- Requirement: Please rewrite the records below, swapping "one marker per instance" for "a single marker for each instance" in every place it occurs and keeping everything else the same.

- Record set:
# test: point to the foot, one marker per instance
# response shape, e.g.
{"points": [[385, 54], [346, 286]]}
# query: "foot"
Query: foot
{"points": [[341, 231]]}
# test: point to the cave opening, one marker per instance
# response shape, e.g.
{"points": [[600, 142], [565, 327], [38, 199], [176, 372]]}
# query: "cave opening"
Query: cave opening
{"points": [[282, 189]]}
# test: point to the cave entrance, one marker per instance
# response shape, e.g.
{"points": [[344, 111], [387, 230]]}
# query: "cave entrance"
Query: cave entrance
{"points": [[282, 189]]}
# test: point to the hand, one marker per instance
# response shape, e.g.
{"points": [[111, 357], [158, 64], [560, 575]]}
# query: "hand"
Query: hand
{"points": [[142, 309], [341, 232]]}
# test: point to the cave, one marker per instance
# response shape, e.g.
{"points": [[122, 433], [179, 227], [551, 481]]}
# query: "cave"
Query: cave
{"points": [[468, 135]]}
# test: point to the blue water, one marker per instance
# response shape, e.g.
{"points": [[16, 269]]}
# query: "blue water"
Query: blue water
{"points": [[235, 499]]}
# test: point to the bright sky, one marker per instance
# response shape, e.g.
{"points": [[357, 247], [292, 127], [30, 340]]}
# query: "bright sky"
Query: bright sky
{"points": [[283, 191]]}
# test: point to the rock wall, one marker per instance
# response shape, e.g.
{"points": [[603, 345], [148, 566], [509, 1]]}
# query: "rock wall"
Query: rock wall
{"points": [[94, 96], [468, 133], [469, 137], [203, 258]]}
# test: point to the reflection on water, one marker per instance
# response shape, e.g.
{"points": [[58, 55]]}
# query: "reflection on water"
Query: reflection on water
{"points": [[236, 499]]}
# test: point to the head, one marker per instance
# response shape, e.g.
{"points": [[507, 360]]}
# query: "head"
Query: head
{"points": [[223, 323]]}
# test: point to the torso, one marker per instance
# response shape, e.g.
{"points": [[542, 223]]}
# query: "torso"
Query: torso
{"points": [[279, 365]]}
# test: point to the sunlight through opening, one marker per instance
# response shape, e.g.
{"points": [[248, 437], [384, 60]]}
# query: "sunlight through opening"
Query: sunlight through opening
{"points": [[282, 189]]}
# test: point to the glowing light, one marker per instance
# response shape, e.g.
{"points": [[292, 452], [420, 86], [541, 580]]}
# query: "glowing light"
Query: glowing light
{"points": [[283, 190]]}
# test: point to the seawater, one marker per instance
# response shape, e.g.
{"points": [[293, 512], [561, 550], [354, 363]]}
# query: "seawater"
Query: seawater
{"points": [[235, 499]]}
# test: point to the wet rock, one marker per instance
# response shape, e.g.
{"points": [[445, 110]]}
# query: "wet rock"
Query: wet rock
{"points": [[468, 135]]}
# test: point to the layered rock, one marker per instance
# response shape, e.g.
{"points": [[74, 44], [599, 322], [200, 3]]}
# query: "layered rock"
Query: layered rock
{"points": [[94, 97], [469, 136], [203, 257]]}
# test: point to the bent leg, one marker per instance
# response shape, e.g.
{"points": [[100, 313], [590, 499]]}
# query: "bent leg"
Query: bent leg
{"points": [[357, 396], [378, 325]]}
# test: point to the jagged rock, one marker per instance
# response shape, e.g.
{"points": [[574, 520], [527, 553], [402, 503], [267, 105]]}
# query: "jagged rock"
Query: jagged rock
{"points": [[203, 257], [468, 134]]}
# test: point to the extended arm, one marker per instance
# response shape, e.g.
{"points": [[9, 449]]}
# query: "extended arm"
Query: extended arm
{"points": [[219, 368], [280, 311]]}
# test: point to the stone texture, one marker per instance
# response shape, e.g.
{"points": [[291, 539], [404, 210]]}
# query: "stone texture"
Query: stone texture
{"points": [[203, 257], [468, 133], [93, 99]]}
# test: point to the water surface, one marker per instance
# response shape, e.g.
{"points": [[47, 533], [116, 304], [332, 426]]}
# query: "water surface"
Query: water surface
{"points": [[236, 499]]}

- Problem solution:
# test: point to the foot, a single marker for each instance
# response shape, e.g.
{"points": [[385, 54], [346, 286]]}
# query: "foot"
Query: foot
{"points": [[341, 231]]}
# test: point to the cave opening, a single marker for each instance
# response shape, e.g.
{"points": [[600, 142], [565, 327], [38, 199], [176, 372]]}
# query: "cave opening"
Query: cave opening
{"points": [[282, 189]]}
# test: point to the cave entrance, a single marker for each instance
# response shape, e.g.
{"points": [[344, 111], [387, 230]]}
# query: "cave entrance"
Query: cave entrance
{"points": [[282, 189]]}
# test: point to the hand, a single marker for each instance
# response shape, e.g.
{"points": [[111, 357], [158, 64], [560, 575]]}
# query: "hand"
Query: hand
{"points": [[142, 309], [341, 232]]}
# test: point to the cave, a single marker for each instance
# response shape, e.g.
{"points": [[122, 433], [179, 227], [551, 481]]}
# query: "cave"
Query: cave
{"points": [[468, 135]]}
# test: point to the blue water, a single marker for each instance
# response shape, e.g.
{"points": [[16, 269]]}
# query: "blue water"
Query: blue water
{"points": [[235, 499]]}
# test: point to the bright sky, a single marker for each instance
# response shape, e.g.
{"points": [[357, 247], [292, 127], [30, 340]]}
# query: "bright sky"
Query: bright sky
{"points": [[283, 191]]}
# test: point to the rock wall, a single marker for each instance
# response shape, e.g.
{"points": [[603, 345], [148, 566], [509, 1]]}
# query: "rock wall"
Query: rock wall
{"points": [[94, 96], [468, 133], [469, 137], [203, 258]]}
# test: point to the reflection on water, a single marker for each instance
# response shape, e.g.
{"points": [[58, 55]]}
# query: "reflection on water"
Query: reflection on water
{"points": [[236, 499]]}
# test: point to the head, a single marker for each instance
# response shape, e.g.
{"points": [[507, 360]]}
# query: "head"
Query: head
{"points": [[223, 323]]}
# test: point to the torso, a single marker for each instance
# response shape, e.g.
{"points": [[542, 223]]}
# query: "torso"
Query: torso
{"points": [[279, 365]]}
# test: point to the sunlight through opening, a single marker for each instance
# response shape, e.g.
{"points": [[248, 437], [384, 60]]}
# query: "sunlight through opening"
Query: sunlight through opening
{"points": [[282, 189]]}
# test: point to the glowing light, a single marker for each instance
# response shape, e.g.
{"points": [[292, 452], [420, 86], [541, 580]]}
# query: "glowing light"
Query: glowing light
{"points": [[283, 190]]}
# test: point to the seawater, a single marker for each instance
# response shape, e.g.
{"points": [[293, 512], [561, 550], [354, 363]]}
# query: "seawater"
Query: seawater
{"points": [[235, 499]]}
# test: point to the wet rock, a single marker for each instance
# response shape, e.g.
{"points": [[445, 110]]}
# query: "wet rock"
Query: wet rock
{"points": [[468, 135]]}
# test: point to the layered rock, a single marker for each instance
# response shape, e.g.
{"points": [[74, 44], [599, 322], [200, 3]]}
# query: "layered rock"
Query: layered rock
{"points": [[94, 97], [469, 136], [203, 257]]}
# test: point to the bent leg, a single marker for each instance
# response shape, e.g.
{"points": [[100, 313], [590, 499]]}
# query: "bent leg"
Query: bent leg
{"points": [[357, 396], [378, 325]]}
# test: point to the jagged rock, a single marker for each instance
# response shape, e.g.
{"points": [[574, 520], [527, 553], [402, 503], [267, 105]]}
# query: "jagged rock"
Query: jagged rock
{"points": [[203, 257], [468, 134]]}
# test: point to the extended arm, a single marker for each instance
# response shape, e.g.
{"points": [[9, 449]]}
# query: "extended arm"
Query: extended arm
{"points": [[219, 368], [280, 311]]}
# test: point to the stone texture, a single marker for each instance
# response shape, e.g.
{"points": [[291, 539], [404, 210]]}
# query: "stone texture"
Query: stone texture
{"points": [[203, 257], [468, 133], [93, 99]]}
# test: point to the water surface, a single marker for each instance
# response shape, e.g.
{"points": [[47, 533], [116, 304], [332, 426]]}
# query: "water surface"
Query: water surface
{"points": [[236, 499]]}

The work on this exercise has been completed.